TEMPO.CO, Jakarta - Country Director for Bank Pembangunan Asia (ADB) Indonesia, Winfrid Wicklein, memperkirakan penyebaran virus Corona (Covid-19) tidak akan memberikan dampak yang sangat signifikan terhadap perekonomian Indonesia.
Pasalnya, pemerintah Indonesia dinilai memiliki kemampuan manajemen fiskal yang sudah kuat. Selain itu, tersedia ruang pelonggaran kebijakan yang cukup bagi pemerintah Indonesia.
"Beberapa negara sudah tidak dapat melakukan pelonggaran lagi dimana suku bunganya mungkin sudah minus. Jadi Indonesia masih ada ruang dan ruang ini sudah dipakai oleh Bank Indonesia," kata Wicklein, Jumat, 6 Maret 2020.
Instrumen kebijakan moneter maupun fiskal yang sudah digunakan oleh pemerintah juga dinilai sudah tepat dalam mempertahankan tingkat konsumsi yang memiliki peran penting menjaga stabilitas ekonomi di saat krisis.
Sementara itu, ADB telah menyetujui anggaran sebesar US$ 2 juta atau sekitar Rp 28,5 miliar untuk membantu negara-negara Asia-Pasifik dalam melawan wabah ini. Sebelumnya pada awal Februari 2020, ADB menyediakan bantuan dengan nilai yang sama bagi penanganan di negara-negara seperti Kamboja, China, Laos, Myanmar, Thailand dan Vietnam.
Pada jangka panjang, angka ini bisa naik untuk mendukung persiapan penanganan pandemik dan membangun ketahanan. "Fasilitas yang kami siapkan umumnya berupa asistensi teknis dan pembangunan kapasitas penanganan di negara-negara yang tidak memiliki kapasitas yang cukup," kata Joseph Zveglich, Deputy Economist ADB.
Selain itu, ADB juga menyediakan pinjaman kepada sektor swasta di Wuhan, Cina sebesar US $ 18,6 juta atau sekitar Rp 265,4 miliar. Pinjaman ini terutama diperuntukkan meningkatkan suplai dan distribusi obat-obatan dan alat kesehatan.
Menteri Keuangan Sri Mulyani Indrawati sebelumnya menyebutkan Covid-19 memiliki kompleksitas risiko lebih tinggi ketimbang saat krisis global 2008. Sebab, virus itu mampu menghentikan aktivitas manusia secara masif yang pada akhirnya dapat memukul sektor riil.
Pada 2008, kata Sri Mulyani, krisis global disebabkan oleh lembaga keuangan, utamanya perbankan dan pasar modal. Sentimen kedua sektor itu yang pada akhirnya memengaruhi stabilitas.

• [TUGAS LATIHAN]
1. Salin persis bagian berita tentang dampak Covid-19, mulai dari "TEMPO.CO, Jakarta - Country" dan terus hingga "bagi pemerintah Indonesia.".
2. Tulis lanjutan berita tentang dampak Covid-19 terhadap ekonomi Indonesia, dimulai setelah kalimat terakhirnya.

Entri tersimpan

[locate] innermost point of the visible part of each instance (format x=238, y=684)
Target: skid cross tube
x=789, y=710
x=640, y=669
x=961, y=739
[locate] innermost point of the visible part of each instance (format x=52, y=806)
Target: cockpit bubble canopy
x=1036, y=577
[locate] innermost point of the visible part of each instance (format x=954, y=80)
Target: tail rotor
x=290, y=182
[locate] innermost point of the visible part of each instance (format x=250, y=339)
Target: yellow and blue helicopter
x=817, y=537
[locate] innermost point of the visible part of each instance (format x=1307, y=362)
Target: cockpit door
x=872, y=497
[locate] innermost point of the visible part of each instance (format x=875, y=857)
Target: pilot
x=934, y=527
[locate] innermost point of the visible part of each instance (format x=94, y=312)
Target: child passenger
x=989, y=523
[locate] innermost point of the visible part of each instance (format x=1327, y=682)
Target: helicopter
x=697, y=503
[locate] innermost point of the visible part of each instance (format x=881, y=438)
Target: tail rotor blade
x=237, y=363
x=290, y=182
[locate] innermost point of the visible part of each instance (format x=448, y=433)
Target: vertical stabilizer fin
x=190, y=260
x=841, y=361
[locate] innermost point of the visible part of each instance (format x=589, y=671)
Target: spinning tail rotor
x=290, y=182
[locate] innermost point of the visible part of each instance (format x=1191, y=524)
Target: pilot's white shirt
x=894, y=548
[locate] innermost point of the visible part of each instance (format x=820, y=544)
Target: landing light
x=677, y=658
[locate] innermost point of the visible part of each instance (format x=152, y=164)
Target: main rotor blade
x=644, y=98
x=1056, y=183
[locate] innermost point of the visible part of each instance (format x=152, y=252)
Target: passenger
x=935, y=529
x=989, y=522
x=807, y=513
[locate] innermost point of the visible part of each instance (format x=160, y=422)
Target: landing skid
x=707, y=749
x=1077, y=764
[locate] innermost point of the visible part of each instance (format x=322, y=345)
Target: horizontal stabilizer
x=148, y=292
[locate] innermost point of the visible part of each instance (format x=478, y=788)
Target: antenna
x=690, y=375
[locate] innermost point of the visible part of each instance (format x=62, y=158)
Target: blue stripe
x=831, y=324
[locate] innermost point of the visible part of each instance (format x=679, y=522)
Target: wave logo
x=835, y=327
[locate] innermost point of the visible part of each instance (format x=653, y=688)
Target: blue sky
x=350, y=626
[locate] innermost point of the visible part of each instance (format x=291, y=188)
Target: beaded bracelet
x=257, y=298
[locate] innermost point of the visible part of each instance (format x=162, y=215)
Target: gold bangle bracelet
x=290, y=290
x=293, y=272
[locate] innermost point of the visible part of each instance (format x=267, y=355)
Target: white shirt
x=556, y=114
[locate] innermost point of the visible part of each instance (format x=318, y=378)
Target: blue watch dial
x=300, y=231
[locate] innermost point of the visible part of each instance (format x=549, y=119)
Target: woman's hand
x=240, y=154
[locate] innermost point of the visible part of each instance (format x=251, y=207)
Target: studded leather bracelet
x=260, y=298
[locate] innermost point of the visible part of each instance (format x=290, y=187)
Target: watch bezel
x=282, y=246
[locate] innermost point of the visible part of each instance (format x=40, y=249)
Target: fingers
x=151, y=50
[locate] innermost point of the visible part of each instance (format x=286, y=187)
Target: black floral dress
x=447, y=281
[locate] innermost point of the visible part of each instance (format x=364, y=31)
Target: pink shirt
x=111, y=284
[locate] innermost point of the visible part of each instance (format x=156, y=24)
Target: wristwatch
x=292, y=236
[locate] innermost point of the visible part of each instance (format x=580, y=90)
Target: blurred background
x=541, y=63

• [JAWABAN TERTULIS]
1.
TEMPO.CO, Jakarta - Country Director for Bank Pembangunan Asia (ADB) Indonesia, Winfrid Wicklein, memperkirakan penyebaran virus Corona (Covid-19) tidak akan memberikan dampak yang sangat signifikan terhadap perekonomian Indonesia.
Pasalnya, pemerintah Indonesia dinilai memiliki kemampuan manajemen fiskal yang sudah kuat. Selain itu, tersedia ruang pelonggaran kebijakan yang cukup bagi pemerintah Indonesia.

2.
Sementara Covid-19 memiliki profil yang berbeda karena dapat menghentikan mobilitas masyarakat. "Masyarakat tiba-tiba menjadi setengah lumpuh, lah. Seperti sekolah ditutup, pabrik ditutup, orang kerja dari rumah. Itu kan tiba-tiba kotanya, aktivitasnya menjadi paralyze (lumpuh)," katanya di kompleks Istana Kepresidenan, Jakarta, Kamis, 5 Maret 2020.
Menurunnya aktivitas masyarakat ini, menurut Sri Mulyani, akan menyebabkan produktivitas perusahaan ikut anjlok. Hal ini dapat berkembang menjadi pemutusan hubungan kerja sektor-sektor terdampak. "Mulai airlines, hotel, dan sekarang industri manufaktur karena disrupsi dari barang-barang supply chain."
Tak hanya itu, Sri Mulyani menyebutkan akibat meluasnya virus itu, risiko gagal bayar pun akan membayangi industri perbankan. Kredit bermasalah yang menumpuk akan membuat bank tidak dapat melakukan ekspansi pembiayaan.
Sejauh ini pemerintah telah menggelontorkan Rp 10,3 triliun guna menstimulus sektor riil untuk menghadapi dampak Covid-19 terhadap perekonomian. Anggaran itu digunakan untuk meningkatkan konsumsi masyarakat kurang sejahtera, menstimulus sektor properti, hingga menjaga roda bisnis sektor pariwisata tetap berputar.
Sebelumnya, pada 2008 lalu, pemerintah menggelontorkan Rp 73,1 triliun untuk menghadapi krisis global. Sebagian besar anggaran stimulus ini atau sebesar Rp 56,3 triliun menyasar sektor pajak dan kepabeanan dan sisanya untuk belanja negara.